Repeat every record exactly, but keep images out of the copy.

-- Records to use follows --

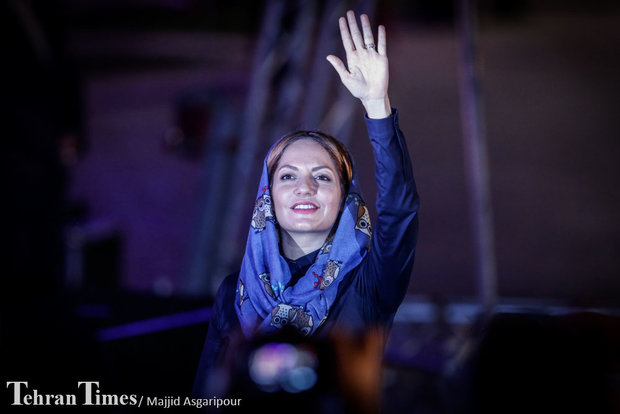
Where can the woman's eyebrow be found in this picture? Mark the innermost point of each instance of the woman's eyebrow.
(318, 167)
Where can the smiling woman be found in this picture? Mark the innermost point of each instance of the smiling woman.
(313, 264)
(309, 178)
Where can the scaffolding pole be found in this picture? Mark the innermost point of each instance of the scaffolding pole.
(476, 158)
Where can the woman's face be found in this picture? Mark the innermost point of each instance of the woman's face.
(306, 189)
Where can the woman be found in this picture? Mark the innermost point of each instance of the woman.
(312, 261)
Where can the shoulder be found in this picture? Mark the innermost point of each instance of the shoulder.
(225, 296)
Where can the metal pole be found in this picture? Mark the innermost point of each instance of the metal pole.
(476, 159)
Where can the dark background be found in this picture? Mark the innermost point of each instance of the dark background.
(102, 206)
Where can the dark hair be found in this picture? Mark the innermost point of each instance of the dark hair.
(336, 150)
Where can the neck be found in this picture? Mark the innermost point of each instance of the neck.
(296, 245)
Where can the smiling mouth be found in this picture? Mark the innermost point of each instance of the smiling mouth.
(304, 207)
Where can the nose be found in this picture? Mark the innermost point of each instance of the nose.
(305, 186)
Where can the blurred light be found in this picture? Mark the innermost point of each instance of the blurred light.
(282, 366)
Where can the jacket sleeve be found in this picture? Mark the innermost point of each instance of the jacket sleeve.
(390, 261)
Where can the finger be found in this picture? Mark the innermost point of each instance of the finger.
(358, 41)
(347, 42)
(338, 65)
(367, 30)
(381, 43)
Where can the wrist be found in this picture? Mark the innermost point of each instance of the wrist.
(377, 108)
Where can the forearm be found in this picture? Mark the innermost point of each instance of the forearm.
(377, 108)
(395, 232)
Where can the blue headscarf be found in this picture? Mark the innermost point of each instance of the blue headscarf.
(264, 302)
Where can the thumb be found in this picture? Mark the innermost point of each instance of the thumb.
(337, 63)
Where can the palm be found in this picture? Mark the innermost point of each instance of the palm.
(366, 72)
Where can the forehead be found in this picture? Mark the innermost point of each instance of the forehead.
(306, 151)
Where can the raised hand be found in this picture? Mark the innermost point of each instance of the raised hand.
(367, 74)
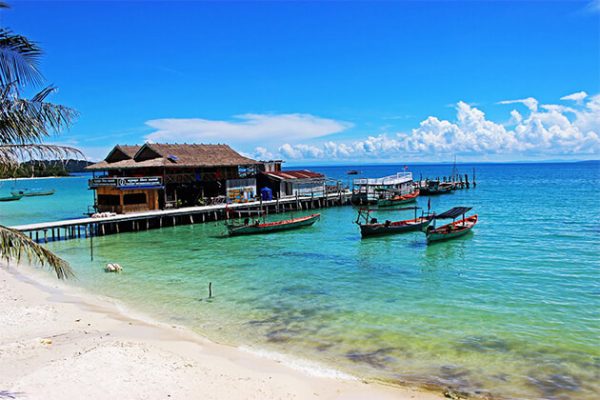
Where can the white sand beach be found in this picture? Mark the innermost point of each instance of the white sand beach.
(59, 342)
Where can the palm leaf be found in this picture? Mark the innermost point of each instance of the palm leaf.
(15, 246)
(19, 59)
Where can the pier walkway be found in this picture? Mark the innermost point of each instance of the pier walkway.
(92, 226)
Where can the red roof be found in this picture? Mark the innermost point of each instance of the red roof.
(296, 174)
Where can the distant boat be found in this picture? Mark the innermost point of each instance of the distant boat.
(454, 229)
(11, 198)
(368, 190)
(397, 199)
(372, 227)
(270, 227)
(33, 192)
(436, 187)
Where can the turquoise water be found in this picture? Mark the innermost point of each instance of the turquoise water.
(71, 200)
(511, 309)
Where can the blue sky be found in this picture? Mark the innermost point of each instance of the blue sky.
(327, 82)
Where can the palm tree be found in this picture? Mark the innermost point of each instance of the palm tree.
(24, 124)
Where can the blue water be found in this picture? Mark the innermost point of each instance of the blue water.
(510, 310)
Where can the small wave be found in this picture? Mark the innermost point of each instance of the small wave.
(308, 367)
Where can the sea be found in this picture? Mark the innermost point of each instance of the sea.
(511, 310)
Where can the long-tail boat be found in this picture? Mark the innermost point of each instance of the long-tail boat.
(436, 187)
(454, 229)
(248, 228)
(372, 227)
(12, 197)
(397, 199)
(33, 192)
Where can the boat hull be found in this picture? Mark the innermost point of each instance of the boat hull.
(411, 225)
(33, 193)
(271, 227)
(451, 231)
(11, 198)
(398, 200)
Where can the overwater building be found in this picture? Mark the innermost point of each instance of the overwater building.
(158, 176)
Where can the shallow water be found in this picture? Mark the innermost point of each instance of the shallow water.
(511, 309)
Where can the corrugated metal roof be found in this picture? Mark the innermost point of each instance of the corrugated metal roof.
(294, 174)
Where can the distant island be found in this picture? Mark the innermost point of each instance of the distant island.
(45, 168)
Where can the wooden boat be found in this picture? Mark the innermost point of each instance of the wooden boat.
(270, 227)
(33, 192)
(11, 198)
(454, 229)
(397, 200)
(372, 227)
(436, 187)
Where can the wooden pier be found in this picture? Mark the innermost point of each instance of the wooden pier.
(87, 227)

-- Records to use concluded --

Written response.
Where can the woman's eyebrow be found in this picture? Mark the innermost point of each instance of the woman's eyebrow.
(318, 167)
Where can the smiling woman be found in this picture? Mark the innermost point of each instance of the smiling woman.
(313, 264)
(309, 178)
Where can the scaffolding pole be found in this picture? Mark the innermost point of each instance of the scaffolding pole.
(476, 158)
Where can the woman's face be found in this picture? Mark the innermost point of each instance of the woman's face.
(306, 189)
Where can the woman be found in this picture? Mark the innermost point of each instance of the woman.
(312, 261)
Where can the shoulder be found in this picture? Mark the innermost point of each instance of the shoulder.
(225, 296)
Where can the metal pole be found in this picture? Mark the innermost point of each instance of the metal pole.
(476, 159)
Where can the dark background be found in this picture? Mark the innermost point of each instance of the dark background.
(102, 206)
Where can the dark hair be found in this picture? Mark the innermost point of each instance of the dark hair.
(336, 150)
Where can the neck be found in this picture? Mark the innermost point of each instance of the neck.
(296, 245)
Where can the smiling mouth be found in this picture? Mark the innermost point of each instance of the smiling mouth.
(304, 207)
Where can the nose be found in this picture? Mark the innermost point of each instance of the nose.
(305, 186)
Where can the blurred light be found in this picture? Mark the innermost point of each instance of the blurred light.
(282, 366)
Where can the jacket sleeve be found in this picture? Mark the innermost point of each instance of the jacket sleeve.
(390, 261)
Where can the finger be found in this picture? Mark the innermost point of each instance of the finger.
(358, 41)
(347, 42)
(338, 65)
(367, 30)
(381, 43)
Where can the wrist be found in this picture? Mark the innermost point of each instance of the wrist.
(377, 108)
Where can the forearm be found in this picture? Mark the innermost point of each instance of the forearm.
(377, 108)
(395, 232)
Where can the blue headscarf be found in this picture? Mark the innermost point of each instance of the blue headscarf.
(264, 302)
Where can the thumb be found in this picture? Mark the innermost point of each instance of the thumb.
(337, 63)
Where can the palm be found in this picture? Mark the innermost point of each instance of the palm.
(366, 72)
Where can the forehead be found in this picture? Mark the innermost point of each instance of the forehead.
(306, 151)
Where can the raised hand be found in this picture? Mark the innermost point of each instance of the raised hand.
(367, 74)
Where can the white sand beach be found in this picture? Mark the innermost point of each instance of the white sand beach.
(59, 342)
Where can the palm leaf be found in this picture? Mark the innermost point of each instance of the palm leaf.
(15, 246)
(19, 59)
Where can the pier walkway be found in this picture? Mark the innermost point of each instance of the pier walkway.
(92, 226)
Where can the red roof be found in this picture? Mark the innermost point of each instance of the red roof.
(296, 174)
Where can the distant boat be found in this picture? Mark the innermost point of each instance of the distant boat.
(454, 229)
(11, 198)
(368, 190)
(397, 199)
(372, 227)
(270, 227)
(33, 192)
(436, 187)
Where can the turquoise water be found in this picture? Mark the innermost point of each instance of the turquoise water.
(71, 200)
(511, 309)
Where can the blue sky be found in this picture? Mark the innermost point of each instance of the blue sky.
(327, 82)
Where can the palm tree be found in this picture? Mark the innermost point of each instance of the palm tree.
(24, 124)
Where can the blue water be found in this picture? Mark the innermost point of each instance of the blue water.
(510, 310)
Where can the small wave be found in this picture? Mark the innermost point of each instance of the small wave.
(308, 367)
Where can the sea be found in this picture? Mark the innermost point of each instance of the sea.
(511, 310)
Where can the long-tail boat be found in this picture? Mark the innermost point of each instance of the long-tail boat.
(436, 187)
(454, 229)
(248, 228)
(372, 227)
(12, 197)
(397, 199)
(33, 192)
Where can the boat hull be found in this picture? Mark the innermost point of each instance of the boat hull.
(411, 225)
(33, 193)
(271, 227)
(451, 231)
(11, 198)
(398, 200)
Where can the overwater building be found in this picture? Mark the innermost point of each instance of the overwater building.
(158, 176)
Where can the shallow water be found in this picture? Mark the innermost point of each instance of the shallow water.
(511, 309)
Where can the corrugated metal roof be found in this picture? Mark the innermost point of each instance of the corrugated metal roof.
(294, 174)
Where can the distant island be found in this picture? Mark the innermost point of each instance of the distant island.
(45, 168)
Where can the wooden boat be found in this picture? Mark the innermost point of each instance of the wooden boat.
(270, 227)
(33, 192)
(11, 198)
(454, 229)
(397, 200)
(372, 227)
(436, 187)
Where can the wooden pier be found in this picture? Mark the innermost point of each instance of the wooden pier.
(87, 227)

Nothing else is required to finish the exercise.